Requirement: Give the data again in full. Keep every line the same.

──────── Provided information

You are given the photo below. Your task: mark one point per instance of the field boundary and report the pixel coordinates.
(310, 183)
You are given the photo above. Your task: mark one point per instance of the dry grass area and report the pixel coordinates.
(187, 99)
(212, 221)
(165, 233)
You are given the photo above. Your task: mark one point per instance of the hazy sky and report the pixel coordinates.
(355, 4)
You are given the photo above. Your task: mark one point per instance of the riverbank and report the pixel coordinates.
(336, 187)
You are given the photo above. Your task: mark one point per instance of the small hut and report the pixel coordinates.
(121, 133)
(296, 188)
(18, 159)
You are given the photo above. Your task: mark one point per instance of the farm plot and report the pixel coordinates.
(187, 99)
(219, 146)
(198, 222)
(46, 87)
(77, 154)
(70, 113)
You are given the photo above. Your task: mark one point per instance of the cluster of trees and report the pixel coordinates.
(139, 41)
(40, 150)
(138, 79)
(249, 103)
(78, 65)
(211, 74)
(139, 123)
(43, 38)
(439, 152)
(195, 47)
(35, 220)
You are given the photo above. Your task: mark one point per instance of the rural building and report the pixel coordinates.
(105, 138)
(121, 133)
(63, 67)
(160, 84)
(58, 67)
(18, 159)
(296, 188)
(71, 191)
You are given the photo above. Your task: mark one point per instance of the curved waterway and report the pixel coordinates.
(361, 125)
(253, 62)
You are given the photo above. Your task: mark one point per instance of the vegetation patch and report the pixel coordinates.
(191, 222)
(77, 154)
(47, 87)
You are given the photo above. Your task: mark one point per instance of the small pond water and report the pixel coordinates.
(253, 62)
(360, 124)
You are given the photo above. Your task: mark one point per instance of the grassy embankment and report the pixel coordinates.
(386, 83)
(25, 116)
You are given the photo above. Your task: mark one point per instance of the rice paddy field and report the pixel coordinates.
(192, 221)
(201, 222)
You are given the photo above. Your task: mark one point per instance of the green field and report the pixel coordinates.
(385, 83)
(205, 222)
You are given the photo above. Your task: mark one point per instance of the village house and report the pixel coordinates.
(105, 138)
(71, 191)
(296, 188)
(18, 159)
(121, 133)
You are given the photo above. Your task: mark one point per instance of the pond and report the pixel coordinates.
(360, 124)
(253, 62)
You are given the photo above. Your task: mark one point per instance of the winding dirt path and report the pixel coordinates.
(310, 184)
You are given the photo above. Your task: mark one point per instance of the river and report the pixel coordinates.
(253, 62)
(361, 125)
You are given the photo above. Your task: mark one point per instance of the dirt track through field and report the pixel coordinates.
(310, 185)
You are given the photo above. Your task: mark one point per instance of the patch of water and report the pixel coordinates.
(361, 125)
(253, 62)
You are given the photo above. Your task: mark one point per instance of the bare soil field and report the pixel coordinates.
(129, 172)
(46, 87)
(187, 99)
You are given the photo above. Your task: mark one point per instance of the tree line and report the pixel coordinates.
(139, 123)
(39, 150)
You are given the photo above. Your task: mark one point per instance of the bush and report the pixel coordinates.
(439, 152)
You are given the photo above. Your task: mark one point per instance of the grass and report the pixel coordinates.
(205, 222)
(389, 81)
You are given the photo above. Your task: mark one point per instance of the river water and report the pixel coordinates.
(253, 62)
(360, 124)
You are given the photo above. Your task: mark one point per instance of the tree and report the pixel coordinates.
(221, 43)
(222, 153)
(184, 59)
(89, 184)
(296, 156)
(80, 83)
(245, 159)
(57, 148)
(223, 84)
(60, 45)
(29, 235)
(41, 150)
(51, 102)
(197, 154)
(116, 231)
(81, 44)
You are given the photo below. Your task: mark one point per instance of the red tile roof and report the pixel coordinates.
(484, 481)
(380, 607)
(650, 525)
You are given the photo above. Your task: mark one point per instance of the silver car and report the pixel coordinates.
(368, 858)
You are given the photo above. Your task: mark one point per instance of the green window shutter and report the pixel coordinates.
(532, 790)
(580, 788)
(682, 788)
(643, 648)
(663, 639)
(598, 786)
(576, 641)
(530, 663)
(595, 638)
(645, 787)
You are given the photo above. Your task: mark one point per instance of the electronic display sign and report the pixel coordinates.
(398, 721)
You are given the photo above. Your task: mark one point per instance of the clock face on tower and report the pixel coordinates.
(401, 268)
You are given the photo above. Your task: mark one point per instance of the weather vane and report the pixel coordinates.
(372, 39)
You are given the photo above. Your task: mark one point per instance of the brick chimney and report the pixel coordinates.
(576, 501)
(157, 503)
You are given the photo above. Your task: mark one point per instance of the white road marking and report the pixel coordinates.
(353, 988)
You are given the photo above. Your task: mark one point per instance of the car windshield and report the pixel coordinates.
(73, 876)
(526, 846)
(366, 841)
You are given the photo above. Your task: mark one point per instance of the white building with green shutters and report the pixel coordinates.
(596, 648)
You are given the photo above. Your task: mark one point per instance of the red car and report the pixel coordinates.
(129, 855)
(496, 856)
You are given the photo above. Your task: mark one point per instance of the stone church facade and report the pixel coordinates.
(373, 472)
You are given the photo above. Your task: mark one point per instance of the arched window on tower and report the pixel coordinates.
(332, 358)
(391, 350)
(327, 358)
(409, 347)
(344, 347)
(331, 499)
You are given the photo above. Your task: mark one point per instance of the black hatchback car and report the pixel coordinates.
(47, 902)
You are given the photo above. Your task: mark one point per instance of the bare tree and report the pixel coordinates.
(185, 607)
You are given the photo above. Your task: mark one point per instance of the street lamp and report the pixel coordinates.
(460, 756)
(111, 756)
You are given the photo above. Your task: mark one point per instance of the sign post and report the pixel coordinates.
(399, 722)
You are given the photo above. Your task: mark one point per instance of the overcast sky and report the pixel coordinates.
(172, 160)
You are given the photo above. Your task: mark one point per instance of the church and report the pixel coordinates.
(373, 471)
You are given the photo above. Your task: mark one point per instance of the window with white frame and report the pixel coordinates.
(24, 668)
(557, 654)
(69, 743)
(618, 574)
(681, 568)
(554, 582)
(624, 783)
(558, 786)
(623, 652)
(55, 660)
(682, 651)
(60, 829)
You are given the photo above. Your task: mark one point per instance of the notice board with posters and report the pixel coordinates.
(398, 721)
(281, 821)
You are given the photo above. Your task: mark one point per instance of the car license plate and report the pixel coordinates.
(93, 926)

────────────────

Expected answer:
You are given the photo below. Your task: mark one point per instance of the field boundary and report the pixel coordinates.
(310, 183)
You are given the photo above. Your task: mark one point per instance of the dry grass area and report the pixel coordinates.
(187, 99)
(212, 221)
(165, 233)
You are given the photo above. Your task: mark one point per instance of the hazy sky and report the pixel coordinates.
(355, 4)
You are given the photo above. Your task: mark one point per instance of the riverbank and report the pixel coordinates.
(336, 187)
You are given the photo above. Your task: mark one point per instance of the small hut and report the pixel coordinates.
(121, 133)
(296, 188)
(18, 159)
You are given the photo above. Your task: mark one point per instance of the farm plot and report the pixel coordinates.
(187, 99)
(219, 146)
(198, 222)
(46, 87)
(77, 154)
(70, 113)
You are given the photo above. Your task: mark one point per instance of the cluster of trees and report the pixel coordinates.
(139, 41)
(40, 150)
(138, 79)
(249, 103)
(78, 65)
(211, 74)
(139, 123)
(43, 38)
(439, 152)
(195, 47)
(35, 220)
You are given the photo above. Your task: mark one point per instance of the rural building and report the pixel coordinates.
(105, 138)
(121, 133)
(63, 67)
(160, 84)
(58, 67)
(18, 159)
(296, 188)
(71, 191)
You are given the photo above. Your task: mark one point per instance of the curved waterway and report the pixel coordinates.
(361, 125)
(253, 62)
You are given the photo above. Your task: mark one point per instance of the vegetation patch and report the pixel coordinates.
(191, 222)
(77, 154)
(47, 87)
You are given the photo above. Your task: mark one point per instance of the small pond water and report the pixel coordinates.
(253, 62)
(360, 124)
You are given the photo above. Your task: mark one point per instance of the grassy embankment and report the pixel coordinates.
(386, 83)
(25, 116)
You are given the photo above. Your task: mark one point per instance of the rice paddy field and report the pixel coordinates.
(192, 221)
(201, 222)
You are given the photo above. Your task: mark one point per instance of the green field and report the pixel coordinates.
(385, 83)
(205, 222)
You are given the photo above. Your task: mark one point per instance of the village house and report the pixel coordinates.
(105, 138)
(71, 191)
(296, 188)
(18, 159)
(121, 133)
You are given the photo above. Your task: mark one point per instance of the pond and report the pixel coordinates.
(360, 124)
(253, 62)
You are given the photo above. Your task: mark one point per instance of the winding dirt path and report the pixel coordinates.
(310, 184)
You are given the photo above. Your task: mark one point per instance of the river and report the pixel coordinates.
(253, 62)
(361, 125)
You are given the photo above. Your task: mark one point per instance of the dirt track through field and report the pixel coordinates.
(310, 185)
You are given the photo above. Your task: mark one point per instance of the patch of water and report the pixel coordinates.
(361, 125)
(253, 62)
You are given the photo above. Your task: mark one point per instance of the bare soil field and report the pixel coordinates.
(129, 172)
(46, 87)
(187, 99)
You are given the photo above. Your task: mark one point per instance of the tree line and report the pixel coordinates.
(139, 123)
(39, 150)
You are given the photo above. Your task: mark one point per instance of the bush and report the pixel coordinates.
(439, 152)
You are given the photo above. Your task: mark one point per instance of the grass and report the pixel coordinates.
(205, 222)
(389, 81)
You are given the photo above. Your task: mark one point per instance of the river water and report the pixel coordinates.
(253, 62)
(360, 124)
You are given the photo above. Your task: mark one point per instance of the tree and report the pixel coordinates.
(221, 43)
(222, 153)
(184, 59)
(89, 184)
(296, 156)
(80, 83)
(245, 159)
(57, 148)
(223, 84)
(60, 45)
(29, 235)
(41, 150)
(51, 102)
(197, 154)
(116, 231)
(81, 44)
You are given the photo below. Your task: mark one point per instance of the red tile roof and report the pixel coordinates.
(484, 481)
(380, 607)
(650, 525)
You are given the photo above. Your task: mark one point per instance of the silver car and report the pixel coordinates.
(368, 858)
You are given the photo above. Your task: mark one point per instance of the green window shutter and report the pixel coordinates.
(532, 790)
(580, 788)
(682, 788)
(643, 648)
(663, 639)
(598, 786)
(576, 641)
(530, 663)
(595, 638)
(645, 787)
You are given the photo above. Your task: mark one point per instance of the electronic display sign and report the pixel coordinates.
(398, 721)
You are given the photo above. Your task: mark one point per instance of the clock face on tower and report the pixel coordinates.
(401, 268)
You are given the photo above. Your task: mark one point per instance of the weather vane and report the pixel coordinates.
(372, 39)
You are given the photo above. Your task: mark one point per instance of the brick chimney and report the pixel coordinates.
(576, 501)
(157, 503)
You are given the photo above. Your task: mark one point per instance of the white road marking and report the pixel coordinates.
(353, 988)
You are given the photo above. Your task: mark one point per instance of the car windshield and report the pixel coordinates.
(73, 876)
(526, 846)
(366, 841)
You are given the photo above. Your task: mark one point per instance of the white building with green shutters and report the pixel coordinates.
(596, 648)
You are given the photo above. Your task: mark one point per instance of the red car and report the pixel coordinates.
(129, 855)
(496, 856)
You are given the photo above. Your task: mark one point per instance of the stone church facade and report the pixel coordinates.
(373, 472)
You are given the photo above. Your task: mark one point per instance of the arched window on tower and report the pixel coordinates.
(332, 358)
(391, 350)
(327, 358)
(409, 347)
(344, 347)
(331, 499)
You are given the photo above. Your task: mark one point per instance of the black hatchback car and report the pixel coordinates.
(47, 902)
You are given the photo above. Your task: mark one point per instance of the bare tree and report the pixel coordinates.
(185, 607)
You are given the photo above. Your task: mark one point per instance of the street lamp and report the pixel coordinates.
(460, 756)
(111, 756)
You are given the photo above. Your task: mark one point per instance of the sign post and report the pixel coordinates.
(399, 722)
You are given the photo above. Your task: mark one point per instance of the overcast sky and report the pixel coordinates.
(172, 160)
You are given the photo above. Your task: mark one point per instance of the church and report the pixel coordinates.
(373, 471)
You are given the photo above. Your task: mark one point per instance of the window with white frame and report the pixel coordinates.
(24, 668)
(557, 654)
(69, 743)
(618, 574)
(681, 568)
(554, 582)
(624, 783)
(558, 786)
(623, 652)
(55, 660)
(682, 651)
(60, 829)
You are given the photo above. Your task: mark one point per instance of the notice board with posters and report the pixel coordinates.
(398, 721)
(281, 821)
You are given the photo above. Your task: mark one point per instance of the car license plate and report the pixel coordinates.
(93, 926)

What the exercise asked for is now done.